**Required task:**
Omit the pictures and retype only the lines from the one containing "Expected: a single pin indicated on each instance of the ocean" through the end of the listing, both ends included.

**Supplied material:**
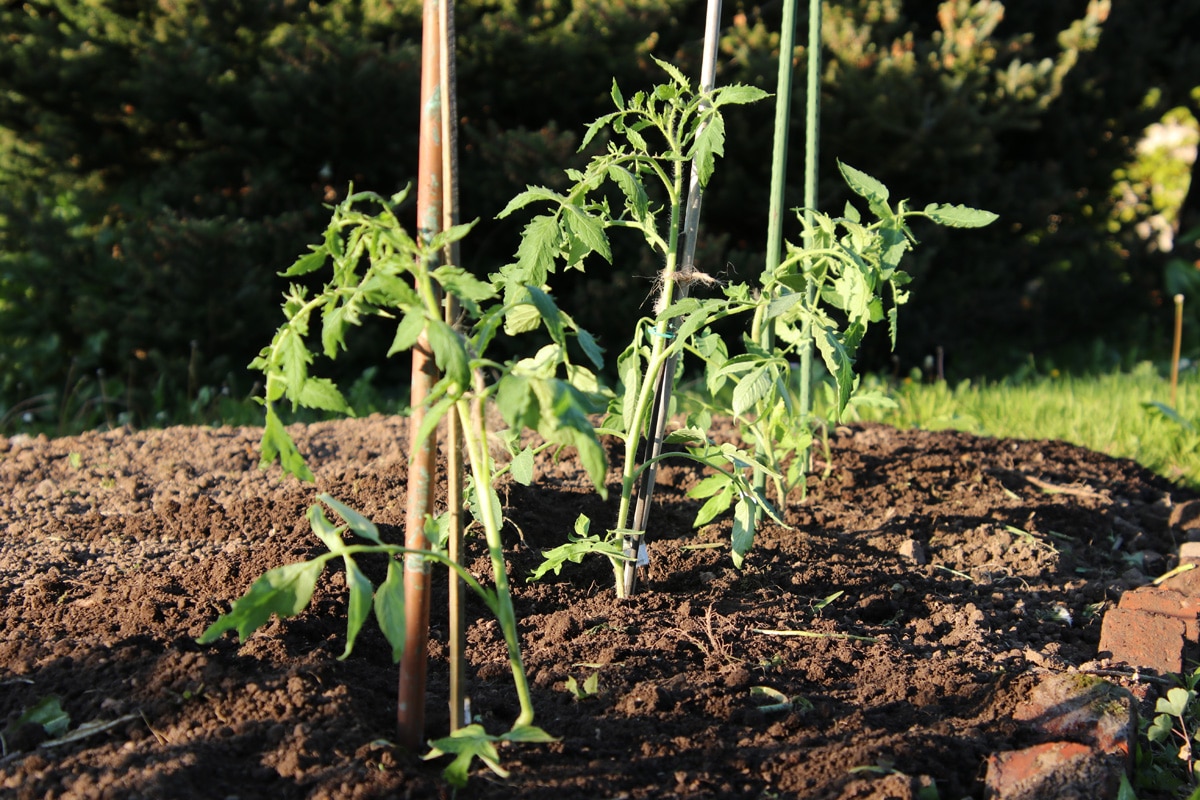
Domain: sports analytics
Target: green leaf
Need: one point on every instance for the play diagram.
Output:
(715, 505)
(359, 606)
(539, 246)
(636, 200)
(743, 531)
(589, 230)
(463, 284)
(617, 100)
(738, 95)
(293, 360)
(579, 545)
(960, 216)
(47, 713)
(277, 444)
(673, 71)
(323, 394)
(709, 144)
(751, 389)
(466, 745)
(285, 590)
(359, 524)
(449, 353)
(1176, 702)
(407, 332)
(532, 194)
(389, 608)
(521, 467)
(864, 185)
(591, 348)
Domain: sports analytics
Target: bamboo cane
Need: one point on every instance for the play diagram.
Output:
(411, 690)
(460, 713)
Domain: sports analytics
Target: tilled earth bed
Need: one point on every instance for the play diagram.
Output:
(929, 581)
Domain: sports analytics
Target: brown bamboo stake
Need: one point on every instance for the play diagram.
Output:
(423, 462)
(1176, 348)
(460, 713)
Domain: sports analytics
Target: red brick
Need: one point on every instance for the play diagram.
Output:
(1063, 770)
(1168, 602)
(1084, 709)
(1144, 639)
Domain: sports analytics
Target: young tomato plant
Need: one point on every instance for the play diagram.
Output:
(826, 294)
(377, 269)
(652, 138)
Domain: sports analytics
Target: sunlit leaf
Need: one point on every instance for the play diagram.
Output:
(389, 608)
(285, 590)
(960, 216)
(359, 607)
(743, 531)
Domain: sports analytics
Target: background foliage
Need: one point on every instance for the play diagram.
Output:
(160, 162)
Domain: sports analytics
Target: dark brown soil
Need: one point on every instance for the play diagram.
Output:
(119, 548)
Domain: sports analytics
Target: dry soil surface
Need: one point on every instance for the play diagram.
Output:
(935, 577)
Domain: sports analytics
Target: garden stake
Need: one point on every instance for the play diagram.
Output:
(411, 691)
(635, 542)
(763, 331)
(811, 151)
(459, 703)
(1176, 348)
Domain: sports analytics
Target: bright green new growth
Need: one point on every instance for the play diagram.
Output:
(828, 293)
(654, 137)
(379, 270)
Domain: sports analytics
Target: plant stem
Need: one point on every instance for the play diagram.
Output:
(664, 380)
(1175, 349)
(471, 414)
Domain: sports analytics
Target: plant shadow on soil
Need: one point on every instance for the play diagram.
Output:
(935, 578)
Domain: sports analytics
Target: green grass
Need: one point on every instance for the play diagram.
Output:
(1122, 414)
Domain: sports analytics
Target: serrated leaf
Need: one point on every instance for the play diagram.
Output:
(389, 608)
(538, 248)
(283, 591)
(466, 744)
(743, 531)
(960, 216)
(751, 389)
(591, 348)
(589, 230)
(709, 144)
(359, 606)
(709, 486)
(307, 263)
(673, 71)
(636, 200)
(738, 95)
(532, 194)
(715, 505)
(864, 185)
(47, 713)
(617, 100)
(359, 524)
(463, 284)
(294, 360)
(449, 353)
(277, 444)
(323, 394)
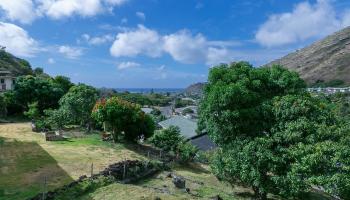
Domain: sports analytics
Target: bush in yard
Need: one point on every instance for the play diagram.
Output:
(56, 118)
(167, 139)
(187, 111)
(124, 118)
(186, 152)
(77, 104)
(33, 112)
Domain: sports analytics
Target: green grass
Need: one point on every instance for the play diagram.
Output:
(26, 159)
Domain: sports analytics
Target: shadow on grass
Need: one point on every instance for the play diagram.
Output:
(24, 167)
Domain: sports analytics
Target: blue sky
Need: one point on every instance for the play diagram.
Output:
(160, 43)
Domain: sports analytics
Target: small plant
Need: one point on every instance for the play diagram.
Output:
(187, 152)
(167, 139)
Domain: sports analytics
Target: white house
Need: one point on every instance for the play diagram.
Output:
(7, 81)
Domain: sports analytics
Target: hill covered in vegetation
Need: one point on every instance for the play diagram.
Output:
(195, 89)
(17, 66)
(326, 61)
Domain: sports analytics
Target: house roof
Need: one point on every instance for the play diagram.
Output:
(203, 142)
(6, 74)
(187, 127)
(147, 110)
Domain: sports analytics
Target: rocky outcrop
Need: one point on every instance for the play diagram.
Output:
(326, 60)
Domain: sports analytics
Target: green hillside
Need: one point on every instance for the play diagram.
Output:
(17, 66)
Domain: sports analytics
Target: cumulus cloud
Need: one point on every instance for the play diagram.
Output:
(304, 22)
(70, 52)
(19, 10)
(25, 11)
(135, 42)
(17, 41)
(99, 40)
(182, 46)
(126, 65)
(51, 61)
(141, 15)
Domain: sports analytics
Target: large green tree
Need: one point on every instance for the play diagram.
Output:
(123, 117)
(263, 122)
(77, 104)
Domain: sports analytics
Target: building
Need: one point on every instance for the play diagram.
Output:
(187, 127)
(147, 110)
(202, 142)
(7, 81)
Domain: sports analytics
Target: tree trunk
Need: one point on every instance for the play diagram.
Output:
(258, 194)
(115, 135)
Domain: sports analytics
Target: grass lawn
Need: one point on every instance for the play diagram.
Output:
(26, 159)
(202, 184)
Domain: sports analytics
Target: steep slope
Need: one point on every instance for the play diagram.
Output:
(324, 61)
(17, 66)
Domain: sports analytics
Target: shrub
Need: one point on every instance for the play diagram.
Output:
(187, 152)
(167, 139)
(33, 112)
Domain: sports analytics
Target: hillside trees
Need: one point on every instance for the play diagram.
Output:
(268, 130)
(123, 117)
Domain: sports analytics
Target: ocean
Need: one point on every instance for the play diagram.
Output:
(149, 90)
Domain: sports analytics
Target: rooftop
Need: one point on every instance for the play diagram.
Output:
(187, 127)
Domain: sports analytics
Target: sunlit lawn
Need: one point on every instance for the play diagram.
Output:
(26, 160)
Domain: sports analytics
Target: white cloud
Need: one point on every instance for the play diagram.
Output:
(20, 10)
(51, 61)
(346, 19)
(64, 8)
(126, 65)
(304, 22)
(70, 52)
(116, 2)
(182, 46)
(124, 20)
(141, 15)
(17, 41)
(97, 40)
(26, 11)
(135, 42)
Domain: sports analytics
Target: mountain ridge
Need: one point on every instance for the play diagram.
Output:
(15, 65)
(326, 60)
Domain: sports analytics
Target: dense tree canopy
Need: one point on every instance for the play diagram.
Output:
(272, 135)
(123, 117)
(77, 104)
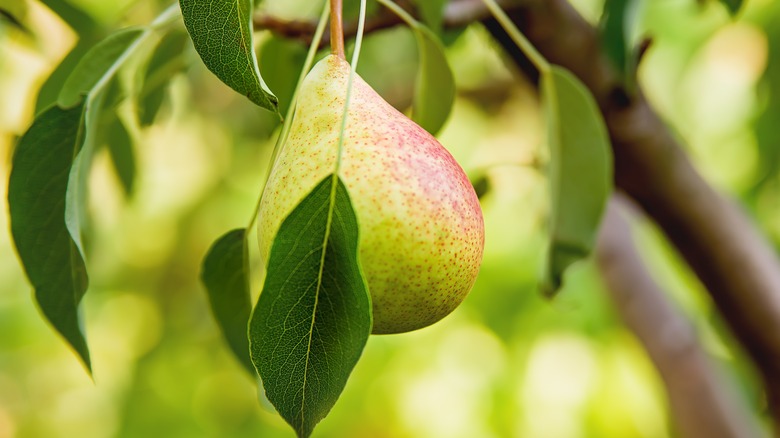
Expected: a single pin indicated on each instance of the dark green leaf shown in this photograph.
(76, 198)
(580, 171)
(36, 199)
(434, 90)
(733, 6)
(221, 31)
(614, 35)
(98, 64)
(166, 61)
(314, 313)
(14, 12)
(226, 277)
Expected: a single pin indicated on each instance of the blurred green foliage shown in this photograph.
(506, 364)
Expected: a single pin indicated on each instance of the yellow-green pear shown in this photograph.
(421, 228)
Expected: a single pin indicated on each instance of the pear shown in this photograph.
(421, 227)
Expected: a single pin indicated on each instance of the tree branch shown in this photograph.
(702, 402)
(734, 262)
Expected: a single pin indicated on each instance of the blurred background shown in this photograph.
(507, 363)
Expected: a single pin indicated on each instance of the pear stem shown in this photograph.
(336, 29)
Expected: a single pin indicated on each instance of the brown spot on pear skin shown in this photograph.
(421, 228)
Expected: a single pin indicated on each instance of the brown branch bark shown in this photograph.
(722, 246)
(702, 403)
(735, 263)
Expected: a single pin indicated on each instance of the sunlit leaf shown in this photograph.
(580, 171)
(226, 277)
(98, 65)
(120, 149)
(314, 314)
(221, 31)
(36, 197)
(285, 59)
(434, 90)
(89, 31)
(165, 62)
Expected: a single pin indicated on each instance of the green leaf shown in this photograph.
(614, 36)
(76, 197)
(733, 6)
(36, 199)
(120, 149)
(432, 13)
(287, 58)
(89, 31)
(580, 171)
(99, 64)
(221, 31)
(313, 316)
(226, 277)
(434, 90)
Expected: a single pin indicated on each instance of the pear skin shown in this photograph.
(421, 227)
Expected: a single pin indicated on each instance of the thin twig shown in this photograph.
(458, 13)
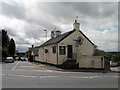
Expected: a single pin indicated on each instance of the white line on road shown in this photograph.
(15, 66)
(22, 75)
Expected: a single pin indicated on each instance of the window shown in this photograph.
(62, 50)
(46, 51)
(54, 49)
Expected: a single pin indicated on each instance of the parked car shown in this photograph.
(23, 59)
(9, 60)
(113, 64)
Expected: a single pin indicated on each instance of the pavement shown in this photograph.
(30, 75)
(54, 68)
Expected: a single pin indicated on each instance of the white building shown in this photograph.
(68, 49)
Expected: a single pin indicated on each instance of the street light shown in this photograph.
(46, 34)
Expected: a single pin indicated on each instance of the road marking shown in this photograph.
(2, 74)
(15, 66)
(22, 75)
(39, 66)
(27, 66)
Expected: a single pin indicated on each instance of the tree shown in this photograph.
(11, 47)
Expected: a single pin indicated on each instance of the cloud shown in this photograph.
(25, 22)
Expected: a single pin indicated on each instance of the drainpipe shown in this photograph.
(57, 54)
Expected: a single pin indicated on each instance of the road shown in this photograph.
(27, 75)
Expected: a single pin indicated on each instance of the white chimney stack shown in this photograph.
(57, 33)
(76, 25)
(52, 34)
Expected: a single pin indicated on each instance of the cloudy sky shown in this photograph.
(26, 20)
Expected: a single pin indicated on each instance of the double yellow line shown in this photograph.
(41, 67)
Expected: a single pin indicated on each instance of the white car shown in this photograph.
(113, 64)
(9, 60)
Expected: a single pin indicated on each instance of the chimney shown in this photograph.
(32, 46)
(57, 33)
(52, 34)
(76, 25)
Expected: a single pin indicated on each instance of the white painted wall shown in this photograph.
(91, 62)
(49, 57)
(85, 49)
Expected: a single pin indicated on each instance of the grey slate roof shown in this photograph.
(35, 51)
(61, 37)
(57, 39)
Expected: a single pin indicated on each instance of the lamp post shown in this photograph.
(46, 40)
(46, 34)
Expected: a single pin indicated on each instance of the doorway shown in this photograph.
(70, 51)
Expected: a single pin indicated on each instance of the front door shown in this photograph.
(69, 51)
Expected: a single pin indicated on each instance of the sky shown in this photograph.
(26, 20)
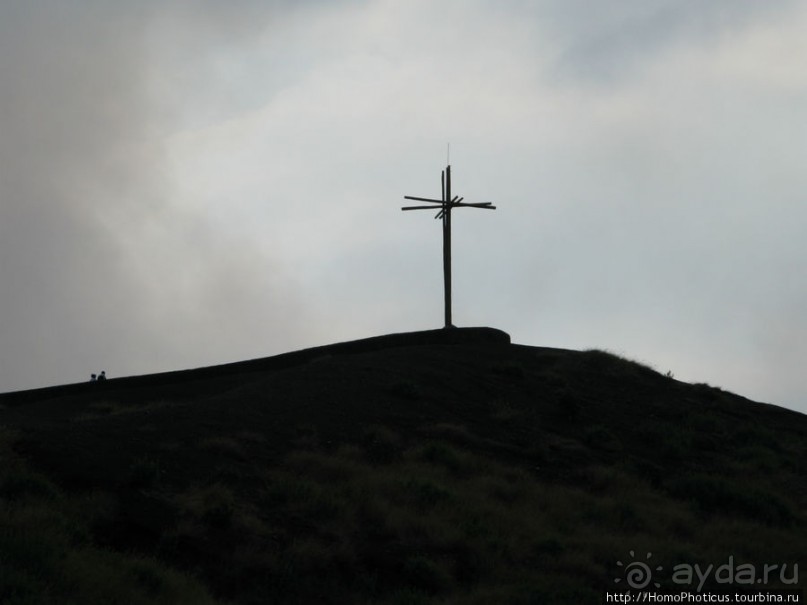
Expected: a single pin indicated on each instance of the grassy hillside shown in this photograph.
(439, 467)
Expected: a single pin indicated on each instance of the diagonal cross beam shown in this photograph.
(444, 207)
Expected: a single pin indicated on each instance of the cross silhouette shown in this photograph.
(444, 207)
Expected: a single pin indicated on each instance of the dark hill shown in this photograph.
(435, 467)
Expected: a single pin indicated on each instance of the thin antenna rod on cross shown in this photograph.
(444, 207)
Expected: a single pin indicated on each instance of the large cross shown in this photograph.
(444, 207)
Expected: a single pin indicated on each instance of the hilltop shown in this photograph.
(449, 466)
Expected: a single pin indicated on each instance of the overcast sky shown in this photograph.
(186, 183)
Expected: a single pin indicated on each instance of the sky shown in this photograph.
(186, 183)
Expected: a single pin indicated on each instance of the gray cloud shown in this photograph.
(187, 183)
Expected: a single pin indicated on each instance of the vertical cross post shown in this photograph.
(444, 206)
(447, 246)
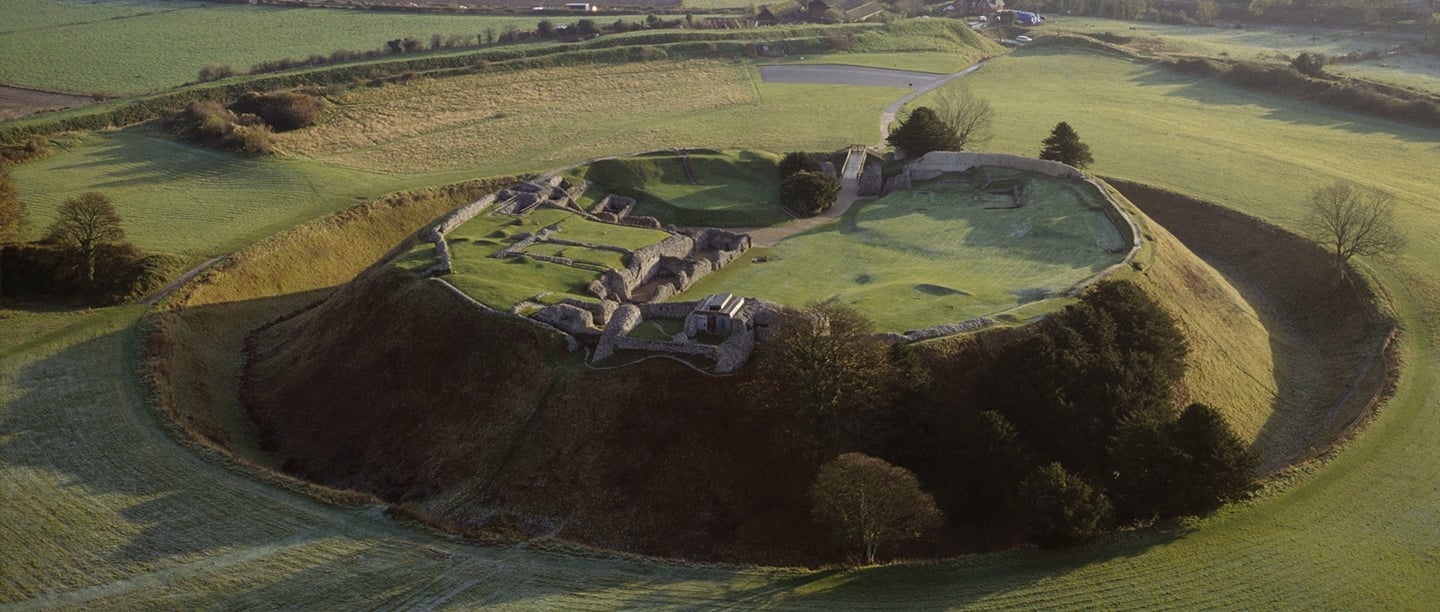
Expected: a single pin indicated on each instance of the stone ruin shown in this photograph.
(670, 267)
(628, 295)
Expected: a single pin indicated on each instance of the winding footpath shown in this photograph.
(100, 509)
(850, 180)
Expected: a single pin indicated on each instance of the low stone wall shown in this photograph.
(946, 329)
(939, 163)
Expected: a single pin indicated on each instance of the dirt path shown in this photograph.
(187, 277)
(919, 82)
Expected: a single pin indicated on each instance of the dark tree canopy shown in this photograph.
(1062, 509)
(810, 193)
(825, 376)
(1354, 221)
(1112, 357)
(1063, 144)
(84, 223)
(797, 162)
(867, 503)
(282, 110)
(1309, 64)
(923, 131)
(1216, 464)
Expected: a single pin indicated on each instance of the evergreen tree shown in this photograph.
(810, 193)
(1064, 146)
(923, 131)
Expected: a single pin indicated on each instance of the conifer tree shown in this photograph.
(1064, 146)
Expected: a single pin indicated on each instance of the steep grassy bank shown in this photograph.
(1326, 333)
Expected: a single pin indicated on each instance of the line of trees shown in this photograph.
(1059, 432)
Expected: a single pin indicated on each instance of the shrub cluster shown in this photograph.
(1070, 425)
(1347, 94)
(248, 124)
(213, 126)
(51, 272)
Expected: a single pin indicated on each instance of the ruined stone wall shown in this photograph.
(939, 163)
(570, 343)
(621, 284)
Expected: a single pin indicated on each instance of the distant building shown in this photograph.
(714, 316)
(974, 7)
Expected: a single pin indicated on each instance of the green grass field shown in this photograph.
(504, 282)
(1398, 65)
(513, 123)
(941, 252)
(71, 45)
(101, 509)
(186, 199)
(736, 189)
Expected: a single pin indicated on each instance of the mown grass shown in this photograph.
(69, 46)
(1398, 64)
(504, 282)
(941, 252)
(510, 123)
(735, 189)
(146, 523)
(187, 199)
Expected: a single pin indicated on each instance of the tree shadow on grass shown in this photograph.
(1213, 92)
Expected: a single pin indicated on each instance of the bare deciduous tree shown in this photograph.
(965, 113)
(1354, 221)
(84, 223)
(867, 503)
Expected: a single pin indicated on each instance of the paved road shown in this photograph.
(919, 82)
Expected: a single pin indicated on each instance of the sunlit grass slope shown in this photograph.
(941, 252)
(137, 46)
(553, 117)
(733, 189)
(143, 523)
(180, 198)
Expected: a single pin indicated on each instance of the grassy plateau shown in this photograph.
(941, 252)
(101, 509)
(111, 46)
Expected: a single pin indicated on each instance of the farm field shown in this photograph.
(185, 199)
(736, 189)
(941, 252)
(1406, 68)
(532, 121)
(504, 282)
(113, 46)
(137, 520)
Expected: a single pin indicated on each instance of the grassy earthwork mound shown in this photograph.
(732, 189)
(941, 252)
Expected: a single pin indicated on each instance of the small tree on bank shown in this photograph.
(1062, 509)
(797, 162)
(85, 223)
(810, 193)
(1063, 144)
(1354, 221)
(966, 114)
(867, 503)
(923, 131)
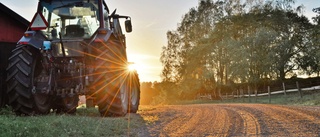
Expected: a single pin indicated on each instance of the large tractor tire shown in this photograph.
(110, 91)
(134, 92)
(28, 90)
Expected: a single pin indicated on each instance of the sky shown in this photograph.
(151, 19)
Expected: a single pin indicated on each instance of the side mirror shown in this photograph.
(128, 26)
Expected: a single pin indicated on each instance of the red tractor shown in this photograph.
(72, 48)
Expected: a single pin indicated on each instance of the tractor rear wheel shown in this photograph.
(134, 93)
(28, 89)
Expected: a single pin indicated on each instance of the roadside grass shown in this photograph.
(308, 99)
(85, 123)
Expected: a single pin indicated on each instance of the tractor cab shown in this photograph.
(72, 19)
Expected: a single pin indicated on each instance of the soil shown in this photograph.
(230, 120)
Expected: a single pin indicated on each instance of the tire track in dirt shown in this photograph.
(233, 120)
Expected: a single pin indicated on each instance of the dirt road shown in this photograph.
(231, 120)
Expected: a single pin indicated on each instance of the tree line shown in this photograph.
(219, 44)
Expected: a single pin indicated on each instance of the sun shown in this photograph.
(132, 66)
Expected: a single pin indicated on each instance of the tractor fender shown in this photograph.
(33, 38)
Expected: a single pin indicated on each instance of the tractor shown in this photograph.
(72, 48)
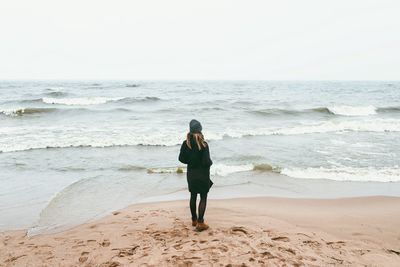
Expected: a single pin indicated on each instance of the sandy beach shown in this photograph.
(243, 232)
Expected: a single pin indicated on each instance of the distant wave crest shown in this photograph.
(26, 111)
(80, 100)
(333, 110)
(15, 139)
(346, 173)
(96, 100)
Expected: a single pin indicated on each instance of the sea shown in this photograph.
(73, 151)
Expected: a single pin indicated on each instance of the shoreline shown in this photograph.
(250, 231)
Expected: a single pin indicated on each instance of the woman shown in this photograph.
(196, 154)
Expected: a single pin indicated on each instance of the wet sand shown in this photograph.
(243, 232)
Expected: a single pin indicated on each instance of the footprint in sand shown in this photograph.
(84, 256)
(105, 243)
(281, 238)
(241, 229)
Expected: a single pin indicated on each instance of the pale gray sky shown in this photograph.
(207, 39)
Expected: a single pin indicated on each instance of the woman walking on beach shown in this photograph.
(196, 154)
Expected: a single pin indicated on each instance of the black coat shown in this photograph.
(198, 167)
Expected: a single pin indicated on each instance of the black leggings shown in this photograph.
(202, 206)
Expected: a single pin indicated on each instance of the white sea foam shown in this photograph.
(36, 137)
(346, 173)
(224, 170)
(80, 100)
(353, 110)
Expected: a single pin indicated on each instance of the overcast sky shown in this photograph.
(207, 39)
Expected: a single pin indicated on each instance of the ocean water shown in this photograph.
(72, 151)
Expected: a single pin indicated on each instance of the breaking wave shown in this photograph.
(14, 139)
(346, 173)
(80, 100)
(334, 110)
(26, 111)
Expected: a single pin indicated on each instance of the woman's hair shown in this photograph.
(198, 137)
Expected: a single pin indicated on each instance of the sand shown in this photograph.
(243, 232)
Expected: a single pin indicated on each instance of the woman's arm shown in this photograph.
(183, 154)
(206, 159)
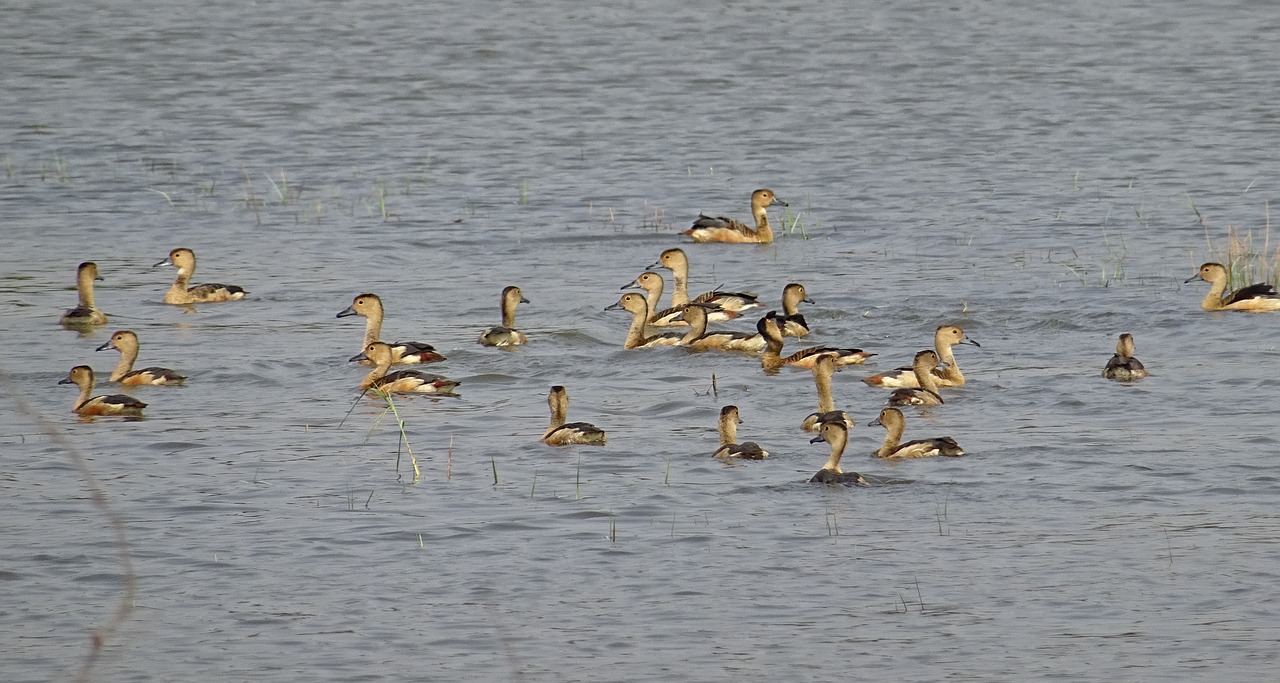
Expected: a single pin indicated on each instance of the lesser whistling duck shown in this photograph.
(127, 343)
(122, 404)
(507, 334)
(560, 432)
(86, 314)
(895, 423)
(722, 229)
(181, 292)
(403, 353)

**Task solution:**
Expected: a single pin indicated on each instance of the ocean water shown in this photograph.
(72, 151)
Expected: a single pin indicated on each instance of the breaking wave shown in this photograph.
(14, 139)
(346, 173)
(80, 100)
(334, 110)
(26, 111)
Expected: a single pin indicated on each instance of the woman's hair shown in this photograph.
(198, 137)
Expected: a single pin indicated on each instance of the sand shown in this photograph.
(243, 232)
Expected: a single pin indicated on each instance of the woman's arm shown in this photograph.
(183, 154)
(206, 159)
Expected: a single pin indicated on each instance of the lesser whistling duck shown in this photograph.
(127, 343)
(122, 404)
(507, 334)
(560, 432)
(86, 314)
(895, 423)
(722, 229)
(181, 292)
(403, 353)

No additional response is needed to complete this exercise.